Text:

%%

And we often see success in terms of how many victories we have, how well we’ve protected or expanded our turf, and how successful we’ve been in fighting our way to the top. Power, and its trappings — money, possessions, and the deference of others — are our society’s measure of success.

This verse from the Dhammapada —

If one should conquer thousands in battle,
and if another should conquer only himself,
his indeed is the greatest victory.

— is a reminder that there are other kinds of attainment.

These words are also powerful example of an instructive device that the Buddha often employed, where he takes an externally-performed action that is highly valued and shows that it gains even greater value when turned inwards.

The Buddha lived in a world that to us would seem superstitious and even barbaric. Society was in the grip of a rigid social system where people were judged not on their intelligence, capability, or attainments but on their birth origins. The way to happiness involved fulfilling without question the duties of one’s caste. One of the main religious practices was to slaughter animals in order to propitiate the gods. In order to purify oneself from ethical lapses it was believed that all one had to do was to bathe in rivers — even if the rivers were literally polluted. And war was not only common but brutal, and warriors believed that if killed in the heat of battle they would be lifted directly to heaven.

And in the midst of this madness was the supreme sanity of the Buddha.

According to the Buddha:

  • The true “Brahmin” (religious person) is not someone born into a certain family but someone who acts in an ethical manner. Anyone can become a holy person, irrespective of birth.
  • The true outcast is not someone born into a lowly family but someone who neglects his or her human potential and acts ignobly, by speaking or acting in a selfish or violent manner.
  • The way to happiness does not consist of following externally-imposed duties, but of following an inner path of cultivating wisdom and compassion.
  • True sacrifice doesn’t involve slaughtering animals but practicing generosity and renouncing our addiction to violence.
  • Purification comes not through external rituals but through living ethically and by observing the mind in meditation.

%%

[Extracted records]
%%

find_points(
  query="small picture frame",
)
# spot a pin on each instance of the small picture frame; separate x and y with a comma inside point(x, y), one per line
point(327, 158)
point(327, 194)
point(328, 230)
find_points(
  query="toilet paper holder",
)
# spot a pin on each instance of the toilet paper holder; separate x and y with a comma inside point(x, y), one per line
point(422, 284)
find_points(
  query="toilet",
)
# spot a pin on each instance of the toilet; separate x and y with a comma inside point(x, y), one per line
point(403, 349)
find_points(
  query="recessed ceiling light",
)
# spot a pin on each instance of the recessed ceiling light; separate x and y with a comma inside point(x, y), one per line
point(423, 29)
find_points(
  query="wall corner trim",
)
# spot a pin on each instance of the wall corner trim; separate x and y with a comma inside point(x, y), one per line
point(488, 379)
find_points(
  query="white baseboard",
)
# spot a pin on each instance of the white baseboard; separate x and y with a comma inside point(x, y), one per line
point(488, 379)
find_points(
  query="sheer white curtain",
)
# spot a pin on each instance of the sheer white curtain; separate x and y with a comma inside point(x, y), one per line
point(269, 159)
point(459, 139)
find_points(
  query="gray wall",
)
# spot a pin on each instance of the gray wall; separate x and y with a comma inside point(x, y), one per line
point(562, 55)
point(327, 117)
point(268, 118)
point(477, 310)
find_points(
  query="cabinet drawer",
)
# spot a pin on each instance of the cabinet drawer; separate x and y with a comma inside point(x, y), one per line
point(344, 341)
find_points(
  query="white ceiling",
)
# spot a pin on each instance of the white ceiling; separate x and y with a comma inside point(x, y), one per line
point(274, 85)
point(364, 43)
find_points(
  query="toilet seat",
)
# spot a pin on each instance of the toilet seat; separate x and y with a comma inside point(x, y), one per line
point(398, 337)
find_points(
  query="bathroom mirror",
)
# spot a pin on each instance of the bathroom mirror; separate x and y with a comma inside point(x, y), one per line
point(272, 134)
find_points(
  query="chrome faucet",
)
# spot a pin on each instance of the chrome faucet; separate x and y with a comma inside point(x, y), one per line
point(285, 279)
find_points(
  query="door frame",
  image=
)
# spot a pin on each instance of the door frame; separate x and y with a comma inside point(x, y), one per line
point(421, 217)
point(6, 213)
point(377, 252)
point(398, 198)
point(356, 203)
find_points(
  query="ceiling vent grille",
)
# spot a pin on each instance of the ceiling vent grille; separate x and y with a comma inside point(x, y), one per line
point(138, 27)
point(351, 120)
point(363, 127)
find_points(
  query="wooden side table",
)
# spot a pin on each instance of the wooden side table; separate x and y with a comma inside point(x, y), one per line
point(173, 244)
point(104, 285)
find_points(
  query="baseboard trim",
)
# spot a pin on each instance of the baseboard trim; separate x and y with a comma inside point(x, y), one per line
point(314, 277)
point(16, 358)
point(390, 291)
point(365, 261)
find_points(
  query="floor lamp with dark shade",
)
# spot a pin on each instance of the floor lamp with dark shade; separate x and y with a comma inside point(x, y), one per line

%%

Task 1: According to the text on the Buddha, what did warriors believe would happen to them if they were killed in the heat of battle?
Task 2: List every notion whose true meaning the Buddha redefines in the bulleted points of the text on the Buddha.
Task 3: Proceed with the text on the Buddha, picking up after its final sentence.
The extracted material stands apart from the text on the Buddha.

Exercise answer 1: They believed they would be lifted directly to heaven.

Exercise answer 2:
- The true "Brahmin" (religious person)
- The true outcast
- The way to happiness
- True sacrifice
- Purification

Exercise answer 3:
Over and over again the Buddha attempted to subvert the common understandings of his time. This was a subtle and intelligent approach to take. Rather than directly oppose those who saw things in a deluded way, and thus giving rise to resistance, he tapped into their concerns. He suggested, for example, not just that battle was cruel and destructive, but that you could become a greater warrior by seeing that there is a higher form of battle — an inner struggle against destructiveness, selfishness, and delusion.

And sometimes, just as the outer world can seen as combative, so too the inner world can seem like a battleground. There are times when we are involved in a struggle with ourselves, when our thoughts seem to be assailing us and when we are trying to fend them off.

Martial metaphors are in fact common in Buddhist teachings on meditation, with Shantideva encouraging us to pick up our mindfulness as swiftly as we would pick up a sword dropped in battle, the meditator being compared to a fletcher straightening an arrow, and the Buddha’s monks being compared to warriors battling sensual distraction.

But we have to be careful with these martial metaphors, perhaps even more so than with other figures of speech, although there are dangers in all forms of literalism. We do have to do inner work, and sometimes that work will seem to be hard and unrewarding — or to be a “struggle.” We do need qualities that are traditionally associated with the warrior spirit, qualities such as courage, clarity, steadfastness, loyalty to a cause, and the ability to handle discomfort.

But we need to be careful not to bring attitudes of ill will into our meditation practice. In meditation it’s ourselves we are struggling with, and in a battle where we regard ourselves as the enemy we can’t win. Elsewhere in the Dhammapada the Buddha says:

Hatred is never overcome by hatred.
It is overcome by love – this is eternally true.

Ultimately we need to love the thoughts and feelings that assault us in meditation. We do need to overcome our selfishness, our ill-will, and our delusion, but we can’t meet them on their own level. We need to meet them with love and compassion. And when we experience victory over ourselves in this way, we have a happiness greater and more lasting than any external victory can bring.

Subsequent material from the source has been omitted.